--- Data provided Enclosed Below ---
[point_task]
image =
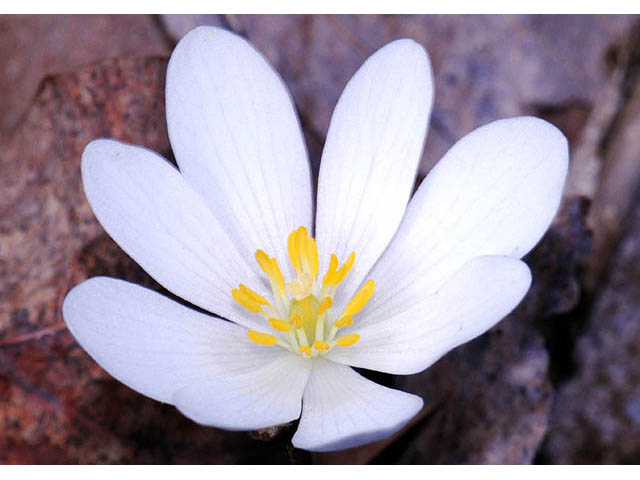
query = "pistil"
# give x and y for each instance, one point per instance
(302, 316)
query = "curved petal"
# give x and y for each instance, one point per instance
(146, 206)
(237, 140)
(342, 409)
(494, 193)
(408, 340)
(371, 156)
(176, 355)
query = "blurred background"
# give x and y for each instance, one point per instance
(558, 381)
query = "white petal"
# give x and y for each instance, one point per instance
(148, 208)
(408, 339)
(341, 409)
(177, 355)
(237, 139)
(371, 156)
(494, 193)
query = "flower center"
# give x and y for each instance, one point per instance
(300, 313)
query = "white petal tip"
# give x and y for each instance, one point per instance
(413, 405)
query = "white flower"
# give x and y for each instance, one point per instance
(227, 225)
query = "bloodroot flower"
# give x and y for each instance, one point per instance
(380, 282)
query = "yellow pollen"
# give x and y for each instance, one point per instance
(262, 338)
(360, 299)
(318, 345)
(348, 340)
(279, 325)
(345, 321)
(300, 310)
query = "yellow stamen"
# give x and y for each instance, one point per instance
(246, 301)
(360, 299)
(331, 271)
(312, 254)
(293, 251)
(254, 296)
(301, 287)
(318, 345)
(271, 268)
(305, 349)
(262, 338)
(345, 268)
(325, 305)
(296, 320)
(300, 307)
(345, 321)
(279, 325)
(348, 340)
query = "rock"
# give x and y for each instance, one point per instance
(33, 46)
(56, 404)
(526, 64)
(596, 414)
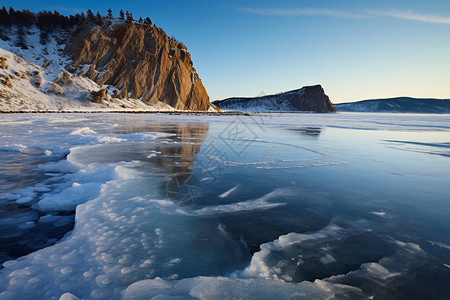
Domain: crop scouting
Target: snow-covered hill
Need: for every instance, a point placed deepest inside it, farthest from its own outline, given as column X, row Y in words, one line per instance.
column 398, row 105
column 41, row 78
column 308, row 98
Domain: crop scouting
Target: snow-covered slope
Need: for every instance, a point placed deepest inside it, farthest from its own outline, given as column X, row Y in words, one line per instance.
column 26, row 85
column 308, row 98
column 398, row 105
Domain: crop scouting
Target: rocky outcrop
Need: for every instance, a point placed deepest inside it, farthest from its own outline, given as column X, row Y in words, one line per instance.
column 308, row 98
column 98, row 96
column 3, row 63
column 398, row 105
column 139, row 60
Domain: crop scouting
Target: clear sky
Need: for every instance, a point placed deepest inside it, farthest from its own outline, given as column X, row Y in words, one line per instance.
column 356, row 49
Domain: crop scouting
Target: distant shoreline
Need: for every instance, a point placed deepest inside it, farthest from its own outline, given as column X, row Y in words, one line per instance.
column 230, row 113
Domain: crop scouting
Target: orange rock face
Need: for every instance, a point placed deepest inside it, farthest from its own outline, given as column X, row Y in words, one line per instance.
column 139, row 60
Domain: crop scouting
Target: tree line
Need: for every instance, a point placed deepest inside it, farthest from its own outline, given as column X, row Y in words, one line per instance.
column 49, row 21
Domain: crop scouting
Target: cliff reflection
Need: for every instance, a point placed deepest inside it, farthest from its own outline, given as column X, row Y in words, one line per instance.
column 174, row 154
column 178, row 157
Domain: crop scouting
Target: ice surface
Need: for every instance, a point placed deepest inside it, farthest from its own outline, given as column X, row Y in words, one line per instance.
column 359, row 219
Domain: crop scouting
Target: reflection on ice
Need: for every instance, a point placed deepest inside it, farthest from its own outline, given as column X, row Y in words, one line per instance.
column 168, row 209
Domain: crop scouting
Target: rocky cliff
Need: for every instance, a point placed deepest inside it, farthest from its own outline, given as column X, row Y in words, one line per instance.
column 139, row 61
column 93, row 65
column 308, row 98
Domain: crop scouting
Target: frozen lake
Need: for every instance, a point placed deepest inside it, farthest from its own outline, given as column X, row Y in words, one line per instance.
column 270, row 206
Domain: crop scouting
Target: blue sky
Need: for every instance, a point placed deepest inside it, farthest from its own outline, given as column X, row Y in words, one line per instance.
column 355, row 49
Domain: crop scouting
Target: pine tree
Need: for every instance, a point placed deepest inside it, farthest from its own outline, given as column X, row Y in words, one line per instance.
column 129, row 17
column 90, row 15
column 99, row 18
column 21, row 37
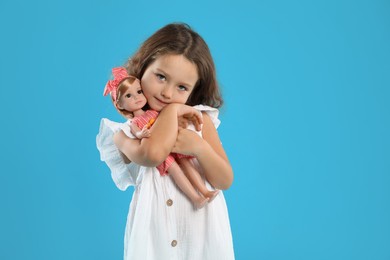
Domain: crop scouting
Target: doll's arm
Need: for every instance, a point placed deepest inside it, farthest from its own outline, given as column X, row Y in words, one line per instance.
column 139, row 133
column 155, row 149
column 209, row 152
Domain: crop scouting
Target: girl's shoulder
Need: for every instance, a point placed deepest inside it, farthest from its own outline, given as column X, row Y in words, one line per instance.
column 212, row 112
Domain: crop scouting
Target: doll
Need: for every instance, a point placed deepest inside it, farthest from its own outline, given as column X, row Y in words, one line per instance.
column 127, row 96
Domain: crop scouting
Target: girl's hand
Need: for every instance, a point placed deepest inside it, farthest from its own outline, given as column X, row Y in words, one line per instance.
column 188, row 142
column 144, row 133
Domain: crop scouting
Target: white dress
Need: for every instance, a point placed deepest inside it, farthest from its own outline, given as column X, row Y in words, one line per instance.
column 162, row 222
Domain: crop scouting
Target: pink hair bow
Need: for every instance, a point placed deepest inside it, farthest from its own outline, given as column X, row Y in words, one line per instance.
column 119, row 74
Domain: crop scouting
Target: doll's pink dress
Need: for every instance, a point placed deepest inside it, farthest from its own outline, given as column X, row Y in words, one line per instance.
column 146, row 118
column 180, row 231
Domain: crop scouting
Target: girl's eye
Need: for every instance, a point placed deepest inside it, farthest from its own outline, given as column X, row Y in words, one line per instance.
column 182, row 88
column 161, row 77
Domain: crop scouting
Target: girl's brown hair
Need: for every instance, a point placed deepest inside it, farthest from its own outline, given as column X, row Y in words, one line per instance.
--- End of Enclosed Data provided ---
§ Try it: Print, without alteration, only the lines above between the one holding "Target: clear sky" and the one holding "Target: orange rock face", inclusive.

§ Written answer:
Target: clear sky
Need: for every instance, a point placed deepest inside it, farthest from its own outline, given as column X, row Y in words, one line per instance.
column 356, row 49
Domain: crop scouting
Target: distant shoreline
Need: for every instance, a point placed deepest inside it, farthest from its own outline, given as column X, row Y in words, one line per instance.
column 230, row 113
Domain: crop scouting
Target: orange rock face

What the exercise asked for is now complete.